Your instructions →
Collect every line in the rows below that contains the string "tail", and copy each one out.

-- Start Material shown --

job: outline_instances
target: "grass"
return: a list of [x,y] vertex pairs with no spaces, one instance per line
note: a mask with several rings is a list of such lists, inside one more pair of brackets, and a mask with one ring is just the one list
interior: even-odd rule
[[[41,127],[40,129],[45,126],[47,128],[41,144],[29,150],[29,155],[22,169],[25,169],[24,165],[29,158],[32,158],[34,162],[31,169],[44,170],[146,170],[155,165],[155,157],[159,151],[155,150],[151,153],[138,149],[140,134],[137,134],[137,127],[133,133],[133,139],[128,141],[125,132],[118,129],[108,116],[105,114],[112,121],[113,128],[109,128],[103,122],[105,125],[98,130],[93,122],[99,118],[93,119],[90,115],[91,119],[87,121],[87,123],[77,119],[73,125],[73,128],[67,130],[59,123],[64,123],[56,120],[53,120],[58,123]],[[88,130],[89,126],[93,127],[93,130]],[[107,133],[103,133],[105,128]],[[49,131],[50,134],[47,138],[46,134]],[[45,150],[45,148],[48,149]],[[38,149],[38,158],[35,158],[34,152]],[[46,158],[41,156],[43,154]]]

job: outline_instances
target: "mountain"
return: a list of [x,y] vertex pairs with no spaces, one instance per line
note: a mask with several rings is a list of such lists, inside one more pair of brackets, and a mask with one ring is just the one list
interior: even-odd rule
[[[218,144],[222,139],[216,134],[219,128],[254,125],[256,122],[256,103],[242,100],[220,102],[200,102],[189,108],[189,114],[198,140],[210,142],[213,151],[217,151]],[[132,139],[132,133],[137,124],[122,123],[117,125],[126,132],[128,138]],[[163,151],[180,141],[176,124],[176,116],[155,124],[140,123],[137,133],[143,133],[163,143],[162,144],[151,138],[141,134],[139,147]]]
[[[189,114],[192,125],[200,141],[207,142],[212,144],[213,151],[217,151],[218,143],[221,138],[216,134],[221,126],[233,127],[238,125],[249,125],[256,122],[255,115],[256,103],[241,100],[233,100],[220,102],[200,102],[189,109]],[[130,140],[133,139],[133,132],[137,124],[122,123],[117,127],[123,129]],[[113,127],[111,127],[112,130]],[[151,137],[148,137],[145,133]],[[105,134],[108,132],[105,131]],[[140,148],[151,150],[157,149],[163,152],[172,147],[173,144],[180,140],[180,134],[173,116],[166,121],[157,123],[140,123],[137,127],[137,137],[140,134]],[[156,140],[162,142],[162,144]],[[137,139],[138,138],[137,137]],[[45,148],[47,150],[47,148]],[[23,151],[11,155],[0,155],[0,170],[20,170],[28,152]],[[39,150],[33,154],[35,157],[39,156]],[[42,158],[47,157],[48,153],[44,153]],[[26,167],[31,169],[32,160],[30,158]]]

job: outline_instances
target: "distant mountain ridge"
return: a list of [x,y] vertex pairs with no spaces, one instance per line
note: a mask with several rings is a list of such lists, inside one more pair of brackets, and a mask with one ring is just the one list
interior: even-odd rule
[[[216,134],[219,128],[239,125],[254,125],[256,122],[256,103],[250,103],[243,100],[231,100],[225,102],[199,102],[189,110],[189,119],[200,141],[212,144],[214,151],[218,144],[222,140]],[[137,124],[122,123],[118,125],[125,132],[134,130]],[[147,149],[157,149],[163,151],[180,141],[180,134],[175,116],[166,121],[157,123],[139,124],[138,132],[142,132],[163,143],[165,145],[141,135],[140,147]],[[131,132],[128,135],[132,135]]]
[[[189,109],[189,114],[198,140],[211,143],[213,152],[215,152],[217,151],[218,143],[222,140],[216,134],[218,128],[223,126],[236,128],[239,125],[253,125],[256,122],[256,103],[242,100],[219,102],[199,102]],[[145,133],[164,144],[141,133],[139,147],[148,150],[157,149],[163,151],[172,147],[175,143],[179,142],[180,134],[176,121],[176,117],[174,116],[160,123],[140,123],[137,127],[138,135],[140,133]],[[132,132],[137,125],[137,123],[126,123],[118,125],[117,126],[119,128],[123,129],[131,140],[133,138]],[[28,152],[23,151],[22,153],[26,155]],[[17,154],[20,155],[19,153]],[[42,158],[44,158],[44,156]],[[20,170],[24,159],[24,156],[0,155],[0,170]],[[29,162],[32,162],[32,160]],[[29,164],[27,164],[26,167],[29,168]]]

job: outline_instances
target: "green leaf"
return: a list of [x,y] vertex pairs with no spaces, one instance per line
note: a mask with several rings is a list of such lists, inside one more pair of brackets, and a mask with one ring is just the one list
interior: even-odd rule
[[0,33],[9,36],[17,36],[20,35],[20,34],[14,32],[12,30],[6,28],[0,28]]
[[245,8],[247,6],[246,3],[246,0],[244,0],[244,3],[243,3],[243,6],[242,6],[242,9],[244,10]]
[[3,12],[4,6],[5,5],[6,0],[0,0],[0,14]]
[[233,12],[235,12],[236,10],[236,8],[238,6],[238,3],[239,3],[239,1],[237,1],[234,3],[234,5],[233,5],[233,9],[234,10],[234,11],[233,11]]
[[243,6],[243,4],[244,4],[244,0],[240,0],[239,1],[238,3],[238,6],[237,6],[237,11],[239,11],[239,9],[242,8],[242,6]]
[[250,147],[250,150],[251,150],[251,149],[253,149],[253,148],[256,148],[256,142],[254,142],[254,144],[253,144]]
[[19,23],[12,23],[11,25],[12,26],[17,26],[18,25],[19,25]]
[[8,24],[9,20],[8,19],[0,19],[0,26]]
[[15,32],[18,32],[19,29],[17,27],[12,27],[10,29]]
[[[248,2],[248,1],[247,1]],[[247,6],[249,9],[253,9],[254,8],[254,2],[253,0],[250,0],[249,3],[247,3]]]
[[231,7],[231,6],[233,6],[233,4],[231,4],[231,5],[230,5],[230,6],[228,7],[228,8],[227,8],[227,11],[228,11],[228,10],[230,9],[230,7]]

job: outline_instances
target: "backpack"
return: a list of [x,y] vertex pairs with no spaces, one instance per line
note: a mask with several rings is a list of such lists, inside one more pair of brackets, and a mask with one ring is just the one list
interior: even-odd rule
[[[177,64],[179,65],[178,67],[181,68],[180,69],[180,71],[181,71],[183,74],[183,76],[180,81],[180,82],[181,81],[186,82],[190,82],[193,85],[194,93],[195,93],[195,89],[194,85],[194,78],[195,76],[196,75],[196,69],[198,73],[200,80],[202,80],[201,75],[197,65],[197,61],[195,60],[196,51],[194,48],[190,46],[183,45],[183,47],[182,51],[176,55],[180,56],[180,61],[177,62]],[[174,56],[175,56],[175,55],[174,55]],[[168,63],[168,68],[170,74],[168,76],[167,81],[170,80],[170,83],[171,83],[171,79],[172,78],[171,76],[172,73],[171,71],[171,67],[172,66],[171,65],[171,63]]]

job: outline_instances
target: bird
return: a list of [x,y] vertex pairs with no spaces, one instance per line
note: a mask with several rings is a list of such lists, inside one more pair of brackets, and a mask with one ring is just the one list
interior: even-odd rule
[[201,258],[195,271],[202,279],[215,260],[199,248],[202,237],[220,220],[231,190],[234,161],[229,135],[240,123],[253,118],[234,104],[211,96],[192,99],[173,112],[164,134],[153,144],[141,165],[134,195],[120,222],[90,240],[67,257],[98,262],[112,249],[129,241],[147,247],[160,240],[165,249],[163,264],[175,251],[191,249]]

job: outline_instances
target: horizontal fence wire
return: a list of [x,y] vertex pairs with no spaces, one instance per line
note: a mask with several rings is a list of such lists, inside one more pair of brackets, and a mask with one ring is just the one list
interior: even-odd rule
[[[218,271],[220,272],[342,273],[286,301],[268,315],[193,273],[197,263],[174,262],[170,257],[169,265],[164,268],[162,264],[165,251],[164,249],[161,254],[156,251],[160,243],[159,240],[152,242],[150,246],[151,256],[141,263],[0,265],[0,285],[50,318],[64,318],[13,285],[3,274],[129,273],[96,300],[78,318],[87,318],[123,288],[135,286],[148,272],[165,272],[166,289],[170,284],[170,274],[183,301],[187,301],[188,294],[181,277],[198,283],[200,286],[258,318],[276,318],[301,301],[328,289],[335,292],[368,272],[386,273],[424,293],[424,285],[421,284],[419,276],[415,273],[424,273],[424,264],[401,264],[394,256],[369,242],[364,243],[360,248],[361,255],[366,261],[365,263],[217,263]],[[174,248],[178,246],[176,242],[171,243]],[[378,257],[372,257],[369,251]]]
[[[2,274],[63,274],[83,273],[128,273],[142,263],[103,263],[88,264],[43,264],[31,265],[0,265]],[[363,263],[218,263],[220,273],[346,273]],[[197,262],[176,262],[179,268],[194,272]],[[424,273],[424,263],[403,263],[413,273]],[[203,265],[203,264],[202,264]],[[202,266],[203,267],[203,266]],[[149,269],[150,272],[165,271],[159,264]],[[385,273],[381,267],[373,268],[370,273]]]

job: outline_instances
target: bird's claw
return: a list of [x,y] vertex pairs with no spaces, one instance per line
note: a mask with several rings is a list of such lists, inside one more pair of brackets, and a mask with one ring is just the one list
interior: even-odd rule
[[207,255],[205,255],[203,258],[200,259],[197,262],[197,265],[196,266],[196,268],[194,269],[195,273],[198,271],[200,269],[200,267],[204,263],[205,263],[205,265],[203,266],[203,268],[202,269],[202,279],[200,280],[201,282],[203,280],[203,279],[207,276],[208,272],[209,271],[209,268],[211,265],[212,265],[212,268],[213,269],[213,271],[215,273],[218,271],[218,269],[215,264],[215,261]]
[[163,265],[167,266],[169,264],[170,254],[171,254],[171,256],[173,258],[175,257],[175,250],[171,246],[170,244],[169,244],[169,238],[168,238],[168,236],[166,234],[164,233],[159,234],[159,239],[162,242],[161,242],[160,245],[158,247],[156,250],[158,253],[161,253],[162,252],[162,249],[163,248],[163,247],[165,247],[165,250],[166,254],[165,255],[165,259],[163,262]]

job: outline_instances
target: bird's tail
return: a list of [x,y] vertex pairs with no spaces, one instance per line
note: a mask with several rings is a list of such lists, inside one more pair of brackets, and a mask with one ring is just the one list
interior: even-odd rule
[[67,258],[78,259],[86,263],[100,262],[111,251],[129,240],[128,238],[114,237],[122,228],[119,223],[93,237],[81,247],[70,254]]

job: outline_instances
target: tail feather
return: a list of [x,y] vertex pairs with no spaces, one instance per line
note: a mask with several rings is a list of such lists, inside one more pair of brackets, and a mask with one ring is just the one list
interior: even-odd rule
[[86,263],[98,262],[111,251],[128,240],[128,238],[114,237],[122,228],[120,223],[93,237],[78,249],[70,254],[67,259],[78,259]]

-- End Material shown --

Result of the task →
target: bird's tail
target: tail feather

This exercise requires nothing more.